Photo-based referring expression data
# # # #

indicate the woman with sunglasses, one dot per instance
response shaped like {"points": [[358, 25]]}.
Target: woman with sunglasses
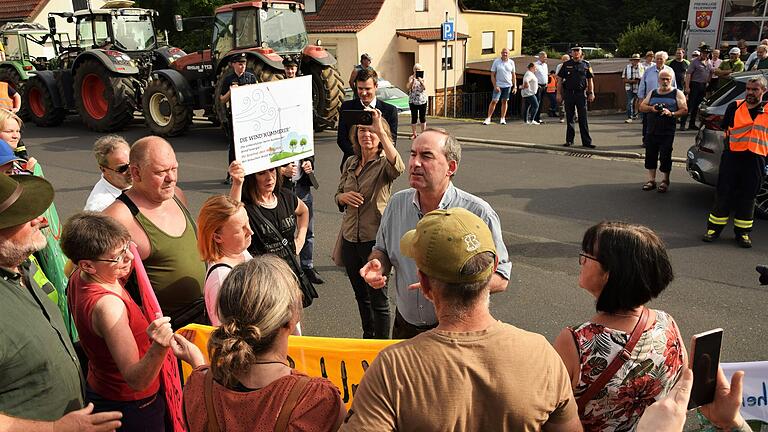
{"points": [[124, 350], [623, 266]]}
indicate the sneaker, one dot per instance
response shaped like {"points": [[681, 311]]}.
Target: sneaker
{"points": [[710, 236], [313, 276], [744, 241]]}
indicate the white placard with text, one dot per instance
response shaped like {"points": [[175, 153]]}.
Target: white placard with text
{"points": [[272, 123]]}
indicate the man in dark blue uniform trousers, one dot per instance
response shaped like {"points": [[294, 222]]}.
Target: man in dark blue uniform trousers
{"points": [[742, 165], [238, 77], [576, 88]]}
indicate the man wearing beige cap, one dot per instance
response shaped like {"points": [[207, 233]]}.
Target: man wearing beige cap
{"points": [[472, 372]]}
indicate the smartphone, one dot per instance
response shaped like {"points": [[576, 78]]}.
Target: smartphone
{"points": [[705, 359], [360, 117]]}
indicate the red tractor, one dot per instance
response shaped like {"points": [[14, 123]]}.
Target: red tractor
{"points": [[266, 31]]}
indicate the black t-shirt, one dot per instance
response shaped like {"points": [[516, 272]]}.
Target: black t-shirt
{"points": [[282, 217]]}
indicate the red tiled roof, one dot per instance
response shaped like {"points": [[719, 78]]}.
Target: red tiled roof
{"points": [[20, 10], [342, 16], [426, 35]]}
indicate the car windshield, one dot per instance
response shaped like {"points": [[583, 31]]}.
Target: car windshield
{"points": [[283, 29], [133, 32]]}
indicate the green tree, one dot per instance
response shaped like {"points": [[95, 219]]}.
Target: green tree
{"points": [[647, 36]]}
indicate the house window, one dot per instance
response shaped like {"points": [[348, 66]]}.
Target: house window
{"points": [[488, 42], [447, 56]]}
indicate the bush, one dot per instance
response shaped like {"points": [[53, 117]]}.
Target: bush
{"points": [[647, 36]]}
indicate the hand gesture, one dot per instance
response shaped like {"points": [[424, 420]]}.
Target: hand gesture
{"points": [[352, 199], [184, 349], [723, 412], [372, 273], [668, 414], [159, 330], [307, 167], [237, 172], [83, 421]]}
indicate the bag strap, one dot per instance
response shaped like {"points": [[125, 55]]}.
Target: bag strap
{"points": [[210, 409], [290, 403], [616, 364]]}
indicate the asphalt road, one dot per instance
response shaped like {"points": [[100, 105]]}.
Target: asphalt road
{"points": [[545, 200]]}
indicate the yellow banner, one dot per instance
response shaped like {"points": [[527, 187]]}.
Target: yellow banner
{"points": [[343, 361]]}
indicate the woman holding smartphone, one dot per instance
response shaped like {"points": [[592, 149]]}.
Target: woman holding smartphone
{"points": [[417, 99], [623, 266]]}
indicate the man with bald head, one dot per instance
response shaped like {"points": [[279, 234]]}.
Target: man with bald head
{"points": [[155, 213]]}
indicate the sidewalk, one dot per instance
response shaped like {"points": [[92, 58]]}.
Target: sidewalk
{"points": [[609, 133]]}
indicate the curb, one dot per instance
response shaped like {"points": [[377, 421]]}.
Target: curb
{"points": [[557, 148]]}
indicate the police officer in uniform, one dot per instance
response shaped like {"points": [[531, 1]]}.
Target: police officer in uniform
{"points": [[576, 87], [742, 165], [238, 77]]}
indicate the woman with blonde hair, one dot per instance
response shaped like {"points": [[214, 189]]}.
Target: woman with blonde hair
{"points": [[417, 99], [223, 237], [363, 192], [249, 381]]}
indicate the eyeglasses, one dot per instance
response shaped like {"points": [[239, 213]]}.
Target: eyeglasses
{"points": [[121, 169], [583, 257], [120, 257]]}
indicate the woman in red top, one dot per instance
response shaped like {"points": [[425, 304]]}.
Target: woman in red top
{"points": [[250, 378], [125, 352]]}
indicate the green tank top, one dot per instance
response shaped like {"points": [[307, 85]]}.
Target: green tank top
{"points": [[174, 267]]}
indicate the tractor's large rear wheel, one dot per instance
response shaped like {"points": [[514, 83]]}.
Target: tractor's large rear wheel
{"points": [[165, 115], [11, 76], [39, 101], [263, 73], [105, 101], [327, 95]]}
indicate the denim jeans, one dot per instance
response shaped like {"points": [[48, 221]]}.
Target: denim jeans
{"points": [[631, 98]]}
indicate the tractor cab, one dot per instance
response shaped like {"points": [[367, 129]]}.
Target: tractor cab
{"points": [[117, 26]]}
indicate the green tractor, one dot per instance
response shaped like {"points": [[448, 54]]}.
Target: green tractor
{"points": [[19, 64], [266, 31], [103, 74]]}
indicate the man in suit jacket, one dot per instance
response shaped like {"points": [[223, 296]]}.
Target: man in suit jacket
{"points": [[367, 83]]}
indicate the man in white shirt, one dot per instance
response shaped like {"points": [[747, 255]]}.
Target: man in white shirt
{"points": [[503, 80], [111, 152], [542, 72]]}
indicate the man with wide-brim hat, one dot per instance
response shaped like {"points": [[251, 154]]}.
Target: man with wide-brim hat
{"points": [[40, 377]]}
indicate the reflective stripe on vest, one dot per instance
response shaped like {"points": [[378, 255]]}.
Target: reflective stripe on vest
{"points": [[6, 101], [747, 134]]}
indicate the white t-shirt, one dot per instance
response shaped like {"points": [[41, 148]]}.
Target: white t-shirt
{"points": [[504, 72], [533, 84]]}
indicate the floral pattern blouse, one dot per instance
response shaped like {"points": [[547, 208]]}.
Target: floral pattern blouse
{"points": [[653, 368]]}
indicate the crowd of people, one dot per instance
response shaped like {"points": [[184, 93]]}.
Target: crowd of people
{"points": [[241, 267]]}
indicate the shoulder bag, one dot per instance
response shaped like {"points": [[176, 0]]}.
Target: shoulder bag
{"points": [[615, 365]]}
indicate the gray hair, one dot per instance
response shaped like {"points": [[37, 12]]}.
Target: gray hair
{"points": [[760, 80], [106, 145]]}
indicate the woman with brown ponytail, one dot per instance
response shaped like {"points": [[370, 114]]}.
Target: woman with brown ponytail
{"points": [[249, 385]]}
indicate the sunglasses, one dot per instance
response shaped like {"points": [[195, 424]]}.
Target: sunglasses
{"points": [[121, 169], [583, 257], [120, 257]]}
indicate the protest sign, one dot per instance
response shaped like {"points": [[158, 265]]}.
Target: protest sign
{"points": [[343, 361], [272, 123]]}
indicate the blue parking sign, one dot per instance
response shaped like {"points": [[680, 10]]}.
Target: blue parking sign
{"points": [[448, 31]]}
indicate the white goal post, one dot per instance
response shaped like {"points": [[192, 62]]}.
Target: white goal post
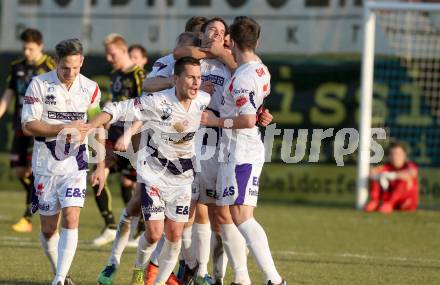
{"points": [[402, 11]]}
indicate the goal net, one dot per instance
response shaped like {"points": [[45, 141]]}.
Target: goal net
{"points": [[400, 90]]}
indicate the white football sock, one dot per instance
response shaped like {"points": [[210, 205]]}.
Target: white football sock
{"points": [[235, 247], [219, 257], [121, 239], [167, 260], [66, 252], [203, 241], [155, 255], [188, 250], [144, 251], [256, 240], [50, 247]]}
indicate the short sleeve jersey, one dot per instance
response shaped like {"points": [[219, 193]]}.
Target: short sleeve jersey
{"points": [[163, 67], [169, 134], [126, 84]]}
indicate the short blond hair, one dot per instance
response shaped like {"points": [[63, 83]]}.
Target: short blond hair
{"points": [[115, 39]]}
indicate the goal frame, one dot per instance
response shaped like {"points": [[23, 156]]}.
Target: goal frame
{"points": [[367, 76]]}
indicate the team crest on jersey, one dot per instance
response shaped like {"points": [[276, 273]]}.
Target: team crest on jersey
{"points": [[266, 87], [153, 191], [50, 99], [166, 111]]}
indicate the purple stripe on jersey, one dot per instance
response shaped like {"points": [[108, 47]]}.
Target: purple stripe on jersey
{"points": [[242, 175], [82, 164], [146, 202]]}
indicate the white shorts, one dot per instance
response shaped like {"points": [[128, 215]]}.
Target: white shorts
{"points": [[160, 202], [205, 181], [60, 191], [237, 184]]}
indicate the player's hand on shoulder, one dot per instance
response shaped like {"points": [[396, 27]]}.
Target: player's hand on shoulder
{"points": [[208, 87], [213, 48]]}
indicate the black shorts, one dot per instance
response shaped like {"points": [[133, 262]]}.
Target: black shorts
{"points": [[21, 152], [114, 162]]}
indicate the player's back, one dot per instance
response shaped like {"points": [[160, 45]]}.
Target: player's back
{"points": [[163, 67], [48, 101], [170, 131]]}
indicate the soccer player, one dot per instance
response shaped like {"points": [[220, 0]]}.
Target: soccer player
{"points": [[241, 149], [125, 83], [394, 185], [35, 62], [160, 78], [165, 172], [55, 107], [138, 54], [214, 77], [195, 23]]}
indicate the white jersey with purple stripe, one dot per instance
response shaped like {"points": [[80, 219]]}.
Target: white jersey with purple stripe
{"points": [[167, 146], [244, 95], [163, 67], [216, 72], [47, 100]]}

# # # #

## WHAT THE TASK ASKS
Exactly as written, copy the lines from the one containing "Target: team crest on jersey" to the end of the entries, both ends included.

## YOUR SOLUTION
Target: team crest on jersey
{"points": [[266, 87], [153, 191], [50, 99], [166, 111]]}
indicate the purple stripe on jersey, one dot per instance
response shaped like {"points": [[108, 47]]}.
Target: purple stripe on jersey
{"points": [[242, 175], [82, 164], [146, 202]]}
indicate the white shorts, one dot per instance
response shaped like {"points": [[128, 215]]}.
Target: white shorts
{"points": [[160, 202], [205, 181], [60, 191], [237, 184]]}
indicate the player's hand on shoulder, one dot per instance
response shaped like {"points": [[396, 27]]}.
Target: player's hand on shoulder
{"points": [[208, 87], [213, 48]]}
indicate the black shorts, one dot per instance
response shaped like {"points": [[133, 262]]}.
Target: black shorts
{"points": [[21, 152], [114, 162]]}
indicate the player's back, one dot per instance
response shaped like {"points": [[160, 45]]}.
Target: player's back
{"points": [[163, 67], [48, 101], [170, 131]]}
indicate the soccer player, one dot per instance
response shaped like {"points": [[220, 0]]}.
Target: soccer player
{"points": [[241, 149], [125, 83], [394, 185], [35, 62], [160, 78], [165, 172], [55, 107], [138, 54], [214, 77], [195, 23]]}
indicate the white jersey with purple stripe, one dot per instance
response shaped like {"points": [[80, 219]]}.
Target: white jersey with purple stripe
{"points": [[167, 146], [244, 95], [163, 67], [216, 72], [47, 100]]}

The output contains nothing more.